Given task: Show every line in the items that contains the word "stadium", treating uppercase and lowercase as different.

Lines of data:
* * * * * * *
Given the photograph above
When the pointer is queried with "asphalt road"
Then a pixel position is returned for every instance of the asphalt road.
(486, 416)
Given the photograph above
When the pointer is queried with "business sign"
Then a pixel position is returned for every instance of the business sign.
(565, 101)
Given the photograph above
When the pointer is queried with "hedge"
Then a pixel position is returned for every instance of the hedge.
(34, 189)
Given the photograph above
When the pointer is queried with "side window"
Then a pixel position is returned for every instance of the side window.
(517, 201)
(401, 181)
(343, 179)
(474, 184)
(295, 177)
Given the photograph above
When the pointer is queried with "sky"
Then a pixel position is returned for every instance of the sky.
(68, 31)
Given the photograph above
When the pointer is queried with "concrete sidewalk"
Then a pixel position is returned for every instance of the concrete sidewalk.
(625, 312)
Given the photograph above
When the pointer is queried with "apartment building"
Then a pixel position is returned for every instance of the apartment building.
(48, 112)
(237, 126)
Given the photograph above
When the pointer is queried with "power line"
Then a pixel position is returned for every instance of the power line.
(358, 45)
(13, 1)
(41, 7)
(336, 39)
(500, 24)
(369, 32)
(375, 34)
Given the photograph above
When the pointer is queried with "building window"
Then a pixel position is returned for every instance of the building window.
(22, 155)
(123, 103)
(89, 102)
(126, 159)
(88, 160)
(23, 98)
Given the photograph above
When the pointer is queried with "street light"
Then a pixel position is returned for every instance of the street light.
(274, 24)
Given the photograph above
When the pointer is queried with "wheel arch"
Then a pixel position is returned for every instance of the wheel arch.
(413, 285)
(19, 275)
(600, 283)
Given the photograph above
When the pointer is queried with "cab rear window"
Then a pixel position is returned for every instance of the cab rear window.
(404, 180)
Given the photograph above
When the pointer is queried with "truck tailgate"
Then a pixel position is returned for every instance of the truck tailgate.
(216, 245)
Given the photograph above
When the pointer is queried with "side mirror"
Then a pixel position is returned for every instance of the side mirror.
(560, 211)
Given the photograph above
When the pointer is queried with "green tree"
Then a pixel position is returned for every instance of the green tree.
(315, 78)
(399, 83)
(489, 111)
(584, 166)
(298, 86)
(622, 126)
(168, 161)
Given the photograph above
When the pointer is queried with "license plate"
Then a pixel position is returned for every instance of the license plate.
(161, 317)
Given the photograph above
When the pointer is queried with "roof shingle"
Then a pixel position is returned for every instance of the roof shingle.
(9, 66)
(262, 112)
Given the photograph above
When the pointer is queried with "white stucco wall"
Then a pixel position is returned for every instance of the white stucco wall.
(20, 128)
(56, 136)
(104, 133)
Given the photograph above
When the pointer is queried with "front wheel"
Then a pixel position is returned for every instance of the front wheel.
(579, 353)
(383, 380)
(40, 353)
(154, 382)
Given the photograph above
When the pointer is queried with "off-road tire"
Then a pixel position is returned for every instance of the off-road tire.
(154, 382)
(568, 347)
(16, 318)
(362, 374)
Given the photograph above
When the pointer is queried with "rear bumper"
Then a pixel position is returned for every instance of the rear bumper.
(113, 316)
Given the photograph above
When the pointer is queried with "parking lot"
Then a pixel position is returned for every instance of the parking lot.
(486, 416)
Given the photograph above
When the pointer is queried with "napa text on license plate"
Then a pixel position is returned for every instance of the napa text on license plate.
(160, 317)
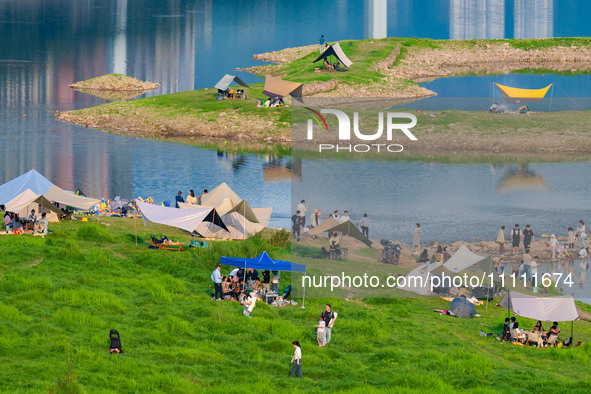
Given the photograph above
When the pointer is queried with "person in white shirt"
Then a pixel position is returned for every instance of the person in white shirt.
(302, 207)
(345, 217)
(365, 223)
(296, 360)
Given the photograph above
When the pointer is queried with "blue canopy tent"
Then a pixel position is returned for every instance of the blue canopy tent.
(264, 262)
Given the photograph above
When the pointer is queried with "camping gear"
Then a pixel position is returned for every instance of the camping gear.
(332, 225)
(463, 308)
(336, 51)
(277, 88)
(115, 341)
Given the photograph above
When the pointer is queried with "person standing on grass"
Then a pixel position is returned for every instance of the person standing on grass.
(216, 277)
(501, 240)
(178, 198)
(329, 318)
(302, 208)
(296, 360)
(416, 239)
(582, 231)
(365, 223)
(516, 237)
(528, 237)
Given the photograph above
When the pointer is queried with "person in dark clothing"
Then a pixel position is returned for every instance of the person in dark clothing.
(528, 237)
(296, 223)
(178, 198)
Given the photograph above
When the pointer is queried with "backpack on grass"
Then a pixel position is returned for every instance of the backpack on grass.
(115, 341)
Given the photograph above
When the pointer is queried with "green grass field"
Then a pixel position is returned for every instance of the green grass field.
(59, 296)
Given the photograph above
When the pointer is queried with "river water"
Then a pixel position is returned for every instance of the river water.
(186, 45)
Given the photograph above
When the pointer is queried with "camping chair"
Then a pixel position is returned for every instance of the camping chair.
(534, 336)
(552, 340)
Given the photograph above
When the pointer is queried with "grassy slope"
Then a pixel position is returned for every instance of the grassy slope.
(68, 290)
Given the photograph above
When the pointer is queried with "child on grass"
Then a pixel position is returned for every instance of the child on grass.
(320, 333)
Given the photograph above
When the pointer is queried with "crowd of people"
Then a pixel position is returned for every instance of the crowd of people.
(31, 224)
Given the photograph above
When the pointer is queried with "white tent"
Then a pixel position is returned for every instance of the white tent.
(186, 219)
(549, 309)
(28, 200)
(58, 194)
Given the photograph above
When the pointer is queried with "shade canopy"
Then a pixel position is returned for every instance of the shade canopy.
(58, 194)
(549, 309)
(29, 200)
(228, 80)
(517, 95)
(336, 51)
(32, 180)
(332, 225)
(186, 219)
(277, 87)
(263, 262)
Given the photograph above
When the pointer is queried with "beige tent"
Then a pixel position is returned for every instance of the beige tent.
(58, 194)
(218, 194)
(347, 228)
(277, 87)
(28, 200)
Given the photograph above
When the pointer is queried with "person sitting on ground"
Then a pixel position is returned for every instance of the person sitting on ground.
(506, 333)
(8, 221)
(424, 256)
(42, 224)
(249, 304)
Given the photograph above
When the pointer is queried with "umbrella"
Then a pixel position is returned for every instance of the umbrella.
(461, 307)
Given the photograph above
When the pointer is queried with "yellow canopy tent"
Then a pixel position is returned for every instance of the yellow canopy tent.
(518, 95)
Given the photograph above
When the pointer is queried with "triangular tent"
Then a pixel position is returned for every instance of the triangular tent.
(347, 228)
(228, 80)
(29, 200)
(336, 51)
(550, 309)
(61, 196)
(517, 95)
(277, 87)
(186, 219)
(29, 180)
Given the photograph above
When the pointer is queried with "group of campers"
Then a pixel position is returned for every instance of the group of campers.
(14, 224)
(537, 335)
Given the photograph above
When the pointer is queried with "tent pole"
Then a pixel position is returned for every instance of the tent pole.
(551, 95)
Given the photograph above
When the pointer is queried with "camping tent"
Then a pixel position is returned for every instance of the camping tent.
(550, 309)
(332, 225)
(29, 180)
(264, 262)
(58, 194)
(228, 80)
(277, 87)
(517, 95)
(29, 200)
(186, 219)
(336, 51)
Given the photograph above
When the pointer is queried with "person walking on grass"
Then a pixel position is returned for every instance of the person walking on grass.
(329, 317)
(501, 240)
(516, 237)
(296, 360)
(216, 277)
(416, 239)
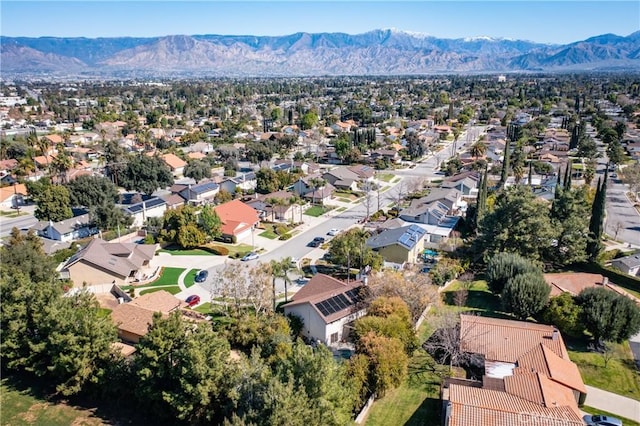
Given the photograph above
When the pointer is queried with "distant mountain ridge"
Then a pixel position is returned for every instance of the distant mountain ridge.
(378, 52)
* * * * * * *
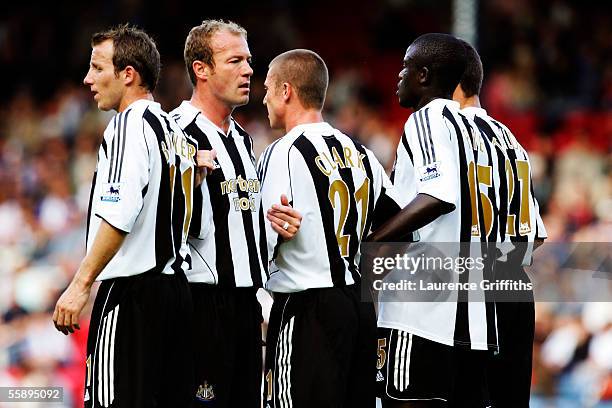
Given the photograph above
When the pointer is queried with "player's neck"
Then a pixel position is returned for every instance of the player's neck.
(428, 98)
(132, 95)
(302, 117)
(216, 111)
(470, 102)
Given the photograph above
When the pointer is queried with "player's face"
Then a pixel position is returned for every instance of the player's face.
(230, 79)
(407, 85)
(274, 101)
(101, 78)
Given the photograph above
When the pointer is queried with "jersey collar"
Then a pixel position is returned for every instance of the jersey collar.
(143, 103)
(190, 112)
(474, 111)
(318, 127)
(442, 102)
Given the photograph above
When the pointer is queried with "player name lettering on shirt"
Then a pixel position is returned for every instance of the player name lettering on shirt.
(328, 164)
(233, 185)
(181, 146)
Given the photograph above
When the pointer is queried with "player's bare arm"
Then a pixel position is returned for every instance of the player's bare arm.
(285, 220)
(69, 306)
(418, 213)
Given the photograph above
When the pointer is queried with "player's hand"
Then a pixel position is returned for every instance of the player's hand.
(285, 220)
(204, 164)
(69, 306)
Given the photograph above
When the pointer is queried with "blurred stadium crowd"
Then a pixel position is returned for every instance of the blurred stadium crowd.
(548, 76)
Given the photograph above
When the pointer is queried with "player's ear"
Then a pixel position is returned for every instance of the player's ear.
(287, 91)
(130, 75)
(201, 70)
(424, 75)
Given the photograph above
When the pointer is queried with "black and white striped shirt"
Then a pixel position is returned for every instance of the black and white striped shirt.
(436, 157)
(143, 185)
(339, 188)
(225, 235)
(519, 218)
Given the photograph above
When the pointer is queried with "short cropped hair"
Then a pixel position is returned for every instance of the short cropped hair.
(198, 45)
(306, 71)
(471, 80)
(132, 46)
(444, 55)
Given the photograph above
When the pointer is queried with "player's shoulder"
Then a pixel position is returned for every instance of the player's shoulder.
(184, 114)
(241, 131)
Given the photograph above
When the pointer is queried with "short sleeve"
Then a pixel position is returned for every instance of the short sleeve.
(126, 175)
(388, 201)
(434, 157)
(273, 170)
* * * * * * *
Response below:
When the pointer is queried with "blurred stadium crowd"
Then a pixel position is returned for every instance of the blurred stadium crowd.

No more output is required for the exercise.